[Data drawn from a collection]
--- start ---

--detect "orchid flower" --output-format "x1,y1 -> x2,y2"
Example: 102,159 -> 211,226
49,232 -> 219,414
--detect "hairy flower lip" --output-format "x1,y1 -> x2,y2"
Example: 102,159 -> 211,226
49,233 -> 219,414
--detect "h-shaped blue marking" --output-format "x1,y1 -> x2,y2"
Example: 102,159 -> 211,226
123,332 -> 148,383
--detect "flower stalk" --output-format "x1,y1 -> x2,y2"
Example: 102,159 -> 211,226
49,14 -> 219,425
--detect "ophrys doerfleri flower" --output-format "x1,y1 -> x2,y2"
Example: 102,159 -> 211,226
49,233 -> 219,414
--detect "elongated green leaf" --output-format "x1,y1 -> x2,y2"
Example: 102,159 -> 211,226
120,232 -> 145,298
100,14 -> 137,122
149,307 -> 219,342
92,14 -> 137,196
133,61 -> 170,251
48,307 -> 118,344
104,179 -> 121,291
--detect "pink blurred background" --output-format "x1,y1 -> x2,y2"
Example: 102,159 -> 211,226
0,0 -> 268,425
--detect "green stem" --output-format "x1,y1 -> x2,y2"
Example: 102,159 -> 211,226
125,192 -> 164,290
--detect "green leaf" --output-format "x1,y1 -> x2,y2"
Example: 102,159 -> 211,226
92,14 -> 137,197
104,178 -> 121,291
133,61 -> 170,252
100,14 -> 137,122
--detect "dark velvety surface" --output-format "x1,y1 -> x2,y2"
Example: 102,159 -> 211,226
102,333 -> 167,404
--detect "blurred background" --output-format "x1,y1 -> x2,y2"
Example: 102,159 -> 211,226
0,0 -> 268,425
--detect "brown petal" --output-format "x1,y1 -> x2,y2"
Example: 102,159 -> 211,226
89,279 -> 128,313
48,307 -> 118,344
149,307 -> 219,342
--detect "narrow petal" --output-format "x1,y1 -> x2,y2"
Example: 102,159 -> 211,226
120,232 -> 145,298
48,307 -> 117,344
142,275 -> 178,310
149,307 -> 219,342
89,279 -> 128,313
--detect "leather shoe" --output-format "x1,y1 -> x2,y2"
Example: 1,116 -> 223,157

--- end ---

*To be done*: State the number of lines in the data above that contain the string "petal", counting only matches in the same case. Give the number alone.

*The output*: 2